### COSA FARE
(A) Riscrivi il passo dell'intervista a Tommaso Conte da "Il Coordinatore dell’Intercomites" fino a "degli Italiani all’Estero." incluso, sostituendo "Stoccarda" con "Monaco di Baviera".
(B) Elenca i cognomi dei neo consiglieri che, secondo l'intervista a Tommaso Conte, sono stati eletti per la Germania insieme a lui.

### BRANO SCELTO
Nella foto: Tommaso Conte

Intervista a Tommaso Conte. Dall’intercomites al Cgie

Il Coordinatore dell’Intercomites Germania, Dr. Tommaso Conte da Stoccarda è stato eletto per la Germania insieme ai neo consiglieri Errico, Gurrieri, Rossi, Scigliano e Tallarico al Consiglio Generale degli Italiani all’Estero.

Occasione utile per intervistare una personalità che è stata per decenni protagonista delle rappresentanze elette degli italiani in Germania sia a livello di associazionismo sia a livello di Comites e Intercomites.

Il passaggio dall’Intercomites al Cgie implica il cambiamento degli interlocutori in tutte le materie che riguardano gli italiani all’’estero. Ha già pronta una “strategia di dialogo”?

### MATERIALE FORNITO
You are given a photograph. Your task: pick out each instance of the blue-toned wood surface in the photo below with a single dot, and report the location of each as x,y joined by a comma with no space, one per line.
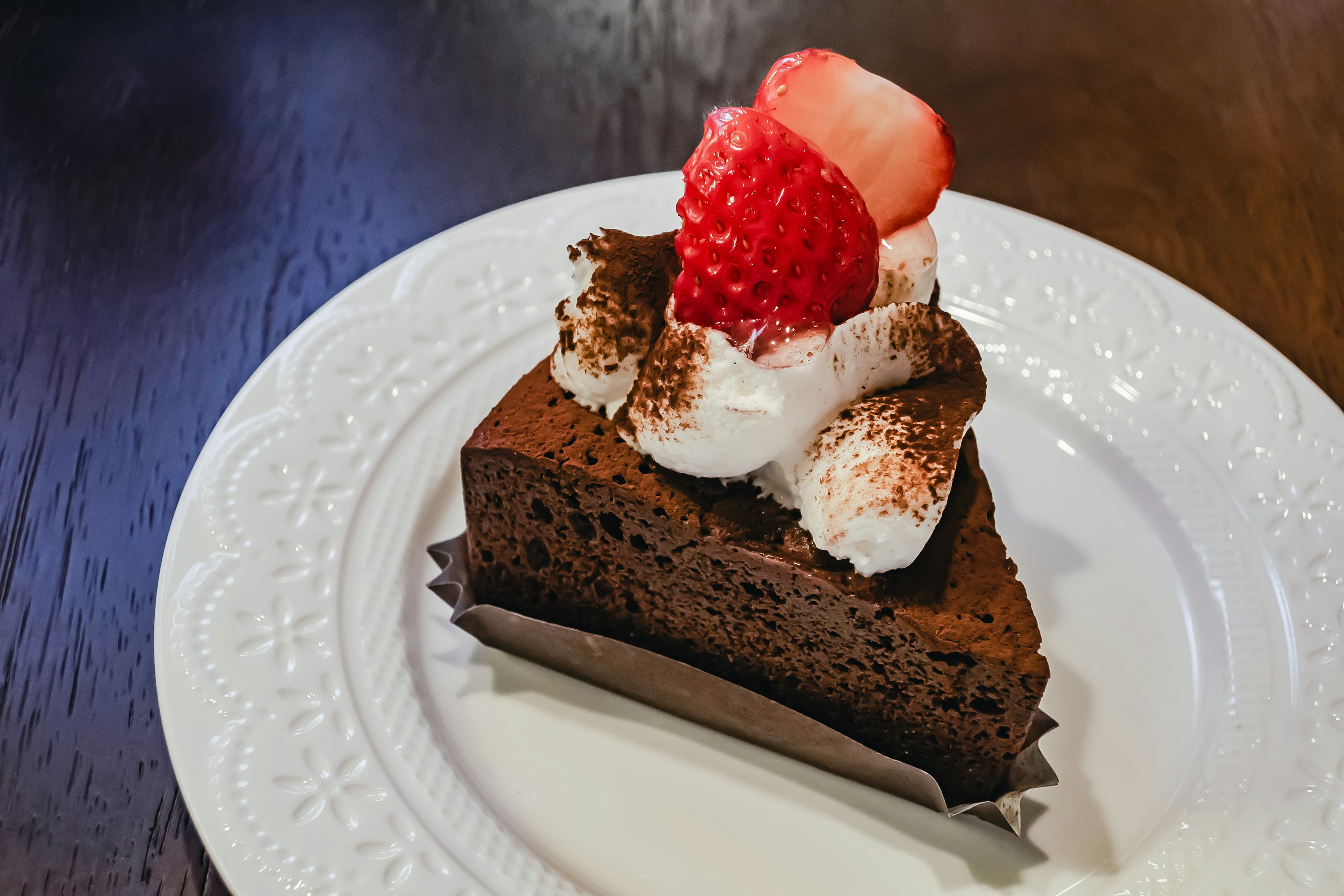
183,183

### RISPOSTE AI COMPITI
(A)
Il Coordinatore dell’Intercomites Germania, Dr. Tommaso Conte da Monaco di Baviera è stato eletto per la Germania insieme ai neo consiglieri Errico, Gurrieri, Rossi, Scigliano e Tallarico al Consiglio Generale degli Italiani all’Estero.

(B) Errico, Gurrieri, Rossi, Scigliano, Tallarico